▸ **Given problem**
Turn the records below into a numbered list with one line per item, and leave out any blank lines.

▸ **Records supplied**
====

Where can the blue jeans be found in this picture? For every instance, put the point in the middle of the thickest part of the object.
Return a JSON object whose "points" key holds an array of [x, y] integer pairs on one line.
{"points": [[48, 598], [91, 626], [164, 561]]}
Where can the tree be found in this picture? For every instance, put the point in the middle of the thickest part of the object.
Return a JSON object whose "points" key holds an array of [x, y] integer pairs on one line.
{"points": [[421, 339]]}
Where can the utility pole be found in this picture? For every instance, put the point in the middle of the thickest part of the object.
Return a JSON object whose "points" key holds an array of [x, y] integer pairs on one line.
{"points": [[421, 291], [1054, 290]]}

====

▸ **Result of the exercise**
1. Where can the blue jeans be found in this picture? For every instance, put the point in the middle of the thickest part of the object.
2. Return a JSON object whose "points" key holds an array of [x, y] integer pairs on one line.
3. {"points": [[48, 598], [91, 626], [164, 561]]}
4. Where can the tree be found in this picture? For every instance, put the point in the middle of the thickest part of the object.
5. Return a JSON object whose "points" key holds an array of [x, y] integer pairs on one line.
6. {"points": [[421, 339]]}
7. Where can the utility pole be found in this picture? For every instance, put the point in the middle of the thickest part of the object.
8. Return a JSON object whose "points" key holds an array of [x, y] integer pairs on one line.
9. {"points": [[421, 291], [1054, 290]]}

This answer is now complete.